▼
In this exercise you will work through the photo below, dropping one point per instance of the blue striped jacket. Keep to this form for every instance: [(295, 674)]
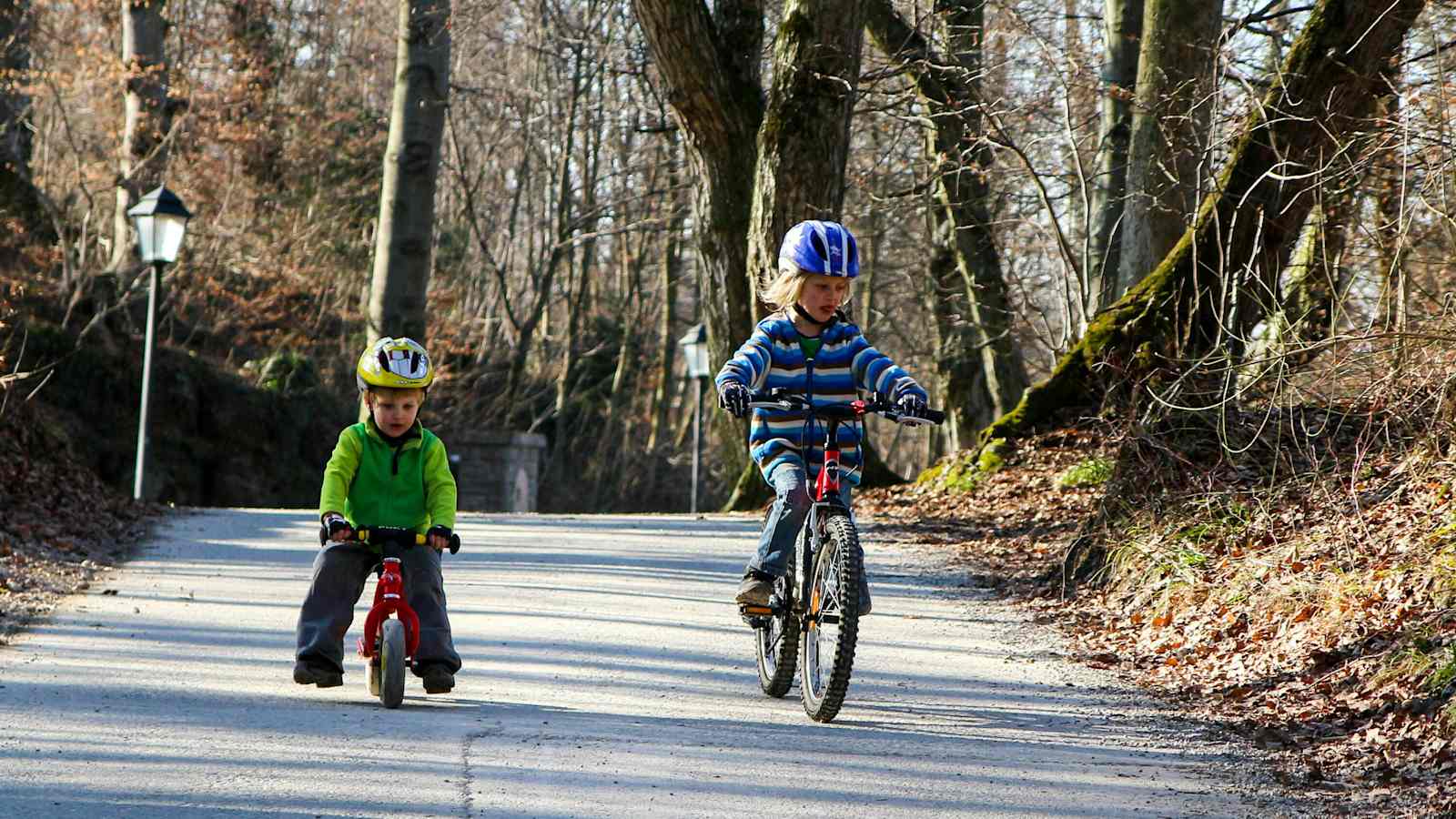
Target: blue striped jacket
[(844, 365)]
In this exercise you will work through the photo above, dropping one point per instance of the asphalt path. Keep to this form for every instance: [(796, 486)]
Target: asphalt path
[(606, 673)]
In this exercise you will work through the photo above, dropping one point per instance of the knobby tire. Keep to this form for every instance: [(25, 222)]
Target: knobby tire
[(826, 661)]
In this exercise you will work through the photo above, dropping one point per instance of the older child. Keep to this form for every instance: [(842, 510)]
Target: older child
[(808, 346), (386, 471)]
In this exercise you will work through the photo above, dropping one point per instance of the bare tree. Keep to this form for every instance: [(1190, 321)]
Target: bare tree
[(961, 155), (1176, 77), (1123, 26), (19, 197), (1191, 305), (407, 208)]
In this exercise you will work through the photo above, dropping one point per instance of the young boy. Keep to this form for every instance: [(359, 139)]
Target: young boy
▲
- [Work required]: Reproduce every line of the material above except the pictures, requests included. Offset each point coordinate in the answers by adding 64 to it, and leave the numbers in the requests and their format samples unchanged.

- [Correct output]:
In this exercise you will work through the photo below, dropping one point per instance of the blue striped jacket. Keep to this form for every instance: [(295, 674)]
Target: blue striped jacket
[(908, 429)]
In this exercise you will work through the photo above, dropping one point per instance of the asphalt path. Keep to this form for every instance: [(796, 486)]
Target: asphalt path
[(670, 737)]
In this exercise you will work through the photo above, dropping one point per instance of the knobby tire. Keep to this form for every instance: [(25, 222)]
Target: knobby tire
[(890, 725)]
In this exercise you will work through the photo above, dropping one point per instance of the older child. Keep to this form for every instance: [(842, 510)]
Target: older child
[(872, 410), (450, 535)]
In this exercise you will work through the photo above, dropping one point per instance of the bare tree. Keep to this form for every instance: [(1190, 321)]
Target: bare tree
[(1025, 219), (1240, 141), (1187, 90), (83, 261), (1255, 369), (471, 272)]
In this exercise you will work through the photo above, dropping one point per instance of the young boy. Keep to this form for every instance: [(359, 139)]
Target: young boy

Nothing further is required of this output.